Selected extract:
__________

WHEN THE KING ENJOYS HIS OWN AGAIN. AKA and see “Trusty Dick,” "Twenty-Ninth of May (2) (The)," "King's Joy," “King Shall Enjoy His Own Again (The),” “World Turned Upside Down (1) (The).” English, March (4/4 time). D Major (Callaghan): G Major (Chappell). Standard tuning (fiddle). AAB (Callaghan): AABC (Chappell). This extremely popular tune was a Cavalier air and ballad by Mathew (or Martin) Parker that first appeared in 1643; political in nature, it supported Charles I, sang his praises and prognosticated his eventual victory in the civil wars (Merryweater, 1989). The song was circulated in secret during the commonwealth, although in the end the unfortunate Charles was, of course, beheaded and his cause lost. Ritson states the air "served afterwards, with more success, to keep up the spirits of the Cavaliers, and promote the restoration of his son an event it was employed to celebrate all over the kingdom." As a Whig tune it was played in 1690 when the Irish (never ones to pass up a good tune, even though they learned it from the supporters of William the III) played it {in derision?} when they sacked Kilbrogan (Winstock, 1970; p. 26). The Irish harper Denis Hempson (or O’Hempsey) was fifty years old when, on a second trip to Scotland in 1745, he played the tune for Prince Charlie in Edinburgh. Collinson (1975) reports it was played by bagpipers (in an altered form for the instrument) for Bonnie Prince Charlie upon the same occasion of his triumphal entry into Edinburgh. It was later played by Jacobite officers in a Manchester church as Bonnie Prince Charlie’s forces retreated to Scotland in 1745, feeling betrayed by the town whose former warm reception had turned hostile when the fortunes of the Prince waned (Winstock, 1970). Chappell (1859) says that, although the tune is sometimes claimed as Scottish, it is an English composition. He also states that it was not only a vehicle for numerous Jacobite songs, but that several written in support of the House of Hanover can be found. In fact, the song, with a few verbal changes, was set anew for every monarch from Charles II to George I[1].

“When the King Enjoys His Own Again” appears in Musick's Recreation on the Lura Viol (1652), Musick's Delight on the Cithren (1666), Elizabeth Rogers' Virginal Book (1656), and, as "The King Shall enjoy his won again" in the music manuscript collection of Northumbrian musician Henry Atkinson [1] (1694).

__________

Brief 1: Extract every line of the listing below that contains the word "tree".

__________

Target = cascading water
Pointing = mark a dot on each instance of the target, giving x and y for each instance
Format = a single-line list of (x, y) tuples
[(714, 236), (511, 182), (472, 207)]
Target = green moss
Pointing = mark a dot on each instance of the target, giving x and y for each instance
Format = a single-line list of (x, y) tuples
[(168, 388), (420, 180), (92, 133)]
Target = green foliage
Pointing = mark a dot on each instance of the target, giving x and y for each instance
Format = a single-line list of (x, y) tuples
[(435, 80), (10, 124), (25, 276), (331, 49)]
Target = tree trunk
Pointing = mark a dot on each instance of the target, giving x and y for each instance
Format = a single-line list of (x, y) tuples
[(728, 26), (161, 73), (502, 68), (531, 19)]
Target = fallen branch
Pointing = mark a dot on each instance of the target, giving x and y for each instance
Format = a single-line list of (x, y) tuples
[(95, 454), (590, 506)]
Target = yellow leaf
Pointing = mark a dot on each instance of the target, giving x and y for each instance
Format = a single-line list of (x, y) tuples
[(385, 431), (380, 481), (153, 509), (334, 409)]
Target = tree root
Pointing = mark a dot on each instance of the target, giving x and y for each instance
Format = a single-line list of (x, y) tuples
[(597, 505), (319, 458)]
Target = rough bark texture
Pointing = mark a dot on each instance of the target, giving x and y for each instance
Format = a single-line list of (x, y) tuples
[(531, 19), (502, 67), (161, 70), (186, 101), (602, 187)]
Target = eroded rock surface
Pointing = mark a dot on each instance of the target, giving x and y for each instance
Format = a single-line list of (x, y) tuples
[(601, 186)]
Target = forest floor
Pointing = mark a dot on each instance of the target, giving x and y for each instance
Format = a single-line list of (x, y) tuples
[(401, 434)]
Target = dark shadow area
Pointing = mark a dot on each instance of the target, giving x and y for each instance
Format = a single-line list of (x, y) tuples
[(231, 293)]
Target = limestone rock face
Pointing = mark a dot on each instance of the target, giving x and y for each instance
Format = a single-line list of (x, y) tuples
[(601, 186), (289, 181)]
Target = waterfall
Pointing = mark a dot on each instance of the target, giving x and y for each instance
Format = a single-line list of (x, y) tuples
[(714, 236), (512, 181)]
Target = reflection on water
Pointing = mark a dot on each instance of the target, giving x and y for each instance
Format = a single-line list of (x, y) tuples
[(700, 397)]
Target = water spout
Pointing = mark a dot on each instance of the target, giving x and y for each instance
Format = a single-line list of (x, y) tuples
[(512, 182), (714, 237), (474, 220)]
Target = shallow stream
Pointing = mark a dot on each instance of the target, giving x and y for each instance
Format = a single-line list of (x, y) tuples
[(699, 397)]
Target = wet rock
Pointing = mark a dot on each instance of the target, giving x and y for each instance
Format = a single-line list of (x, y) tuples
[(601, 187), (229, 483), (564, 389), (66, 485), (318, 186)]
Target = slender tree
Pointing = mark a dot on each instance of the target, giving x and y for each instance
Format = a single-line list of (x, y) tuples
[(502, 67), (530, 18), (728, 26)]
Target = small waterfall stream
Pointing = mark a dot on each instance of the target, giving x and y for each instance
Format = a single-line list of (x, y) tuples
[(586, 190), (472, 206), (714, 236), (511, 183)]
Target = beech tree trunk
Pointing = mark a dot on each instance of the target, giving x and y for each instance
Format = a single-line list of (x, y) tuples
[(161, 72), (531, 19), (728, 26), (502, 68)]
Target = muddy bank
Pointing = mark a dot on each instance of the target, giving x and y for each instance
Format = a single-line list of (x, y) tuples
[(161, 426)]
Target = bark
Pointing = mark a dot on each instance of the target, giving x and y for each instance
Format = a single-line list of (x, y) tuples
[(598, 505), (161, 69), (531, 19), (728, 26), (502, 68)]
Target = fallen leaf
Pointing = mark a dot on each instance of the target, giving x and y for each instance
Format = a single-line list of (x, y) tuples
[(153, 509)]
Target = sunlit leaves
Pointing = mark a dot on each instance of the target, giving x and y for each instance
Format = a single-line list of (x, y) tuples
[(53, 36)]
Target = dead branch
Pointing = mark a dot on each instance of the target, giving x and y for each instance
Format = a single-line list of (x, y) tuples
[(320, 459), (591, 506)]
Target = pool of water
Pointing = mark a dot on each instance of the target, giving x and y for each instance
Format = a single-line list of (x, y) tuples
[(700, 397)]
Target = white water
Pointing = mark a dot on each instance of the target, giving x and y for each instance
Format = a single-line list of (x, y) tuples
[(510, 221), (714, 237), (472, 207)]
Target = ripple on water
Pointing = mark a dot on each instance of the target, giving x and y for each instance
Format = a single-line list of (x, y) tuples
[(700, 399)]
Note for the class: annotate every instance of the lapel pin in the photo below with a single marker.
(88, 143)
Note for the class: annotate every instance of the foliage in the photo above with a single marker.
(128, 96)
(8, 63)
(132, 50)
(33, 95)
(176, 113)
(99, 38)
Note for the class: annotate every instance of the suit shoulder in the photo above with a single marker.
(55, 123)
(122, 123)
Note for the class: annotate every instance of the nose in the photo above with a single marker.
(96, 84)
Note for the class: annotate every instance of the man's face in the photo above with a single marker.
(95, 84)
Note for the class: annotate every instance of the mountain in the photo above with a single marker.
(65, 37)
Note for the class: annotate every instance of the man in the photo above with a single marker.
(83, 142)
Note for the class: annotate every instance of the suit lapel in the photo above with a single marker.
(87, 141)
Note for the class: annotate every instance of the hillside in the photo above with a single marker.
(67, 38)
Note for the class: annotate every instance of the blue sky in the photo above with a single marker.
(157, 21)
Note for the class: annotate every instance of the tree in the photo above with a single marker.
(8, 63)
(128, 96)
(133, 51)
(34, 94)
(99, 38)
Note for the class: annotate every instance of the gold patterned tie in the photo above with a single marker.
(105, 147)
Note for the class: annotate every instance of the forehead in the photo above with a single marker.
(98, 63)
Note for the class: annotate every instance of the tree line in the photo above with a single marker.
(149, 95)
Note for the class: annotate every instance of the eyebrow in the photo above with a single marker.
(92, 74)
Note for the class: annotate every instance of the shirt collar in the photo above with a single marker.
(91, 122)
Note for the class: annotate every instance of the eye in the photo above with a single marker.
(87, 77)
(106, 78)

__________

Brief 2: According to the account of the tune "When the King Enjoys His Own Again" above, how old was the harper Denis Hempson when he played it for Prince Charlie in Edinburgh?

Exercise output 1:
Target = tree trunk
Target = tree root
Target = slender tree
Target = beech tree trunk
Note for the class: annotate every instance of the tree in the photo above with a single marker.
Note for the class: annotate every instance of the tree line in the photo above with a single marker.

Exercise output 2: He was fifty years old.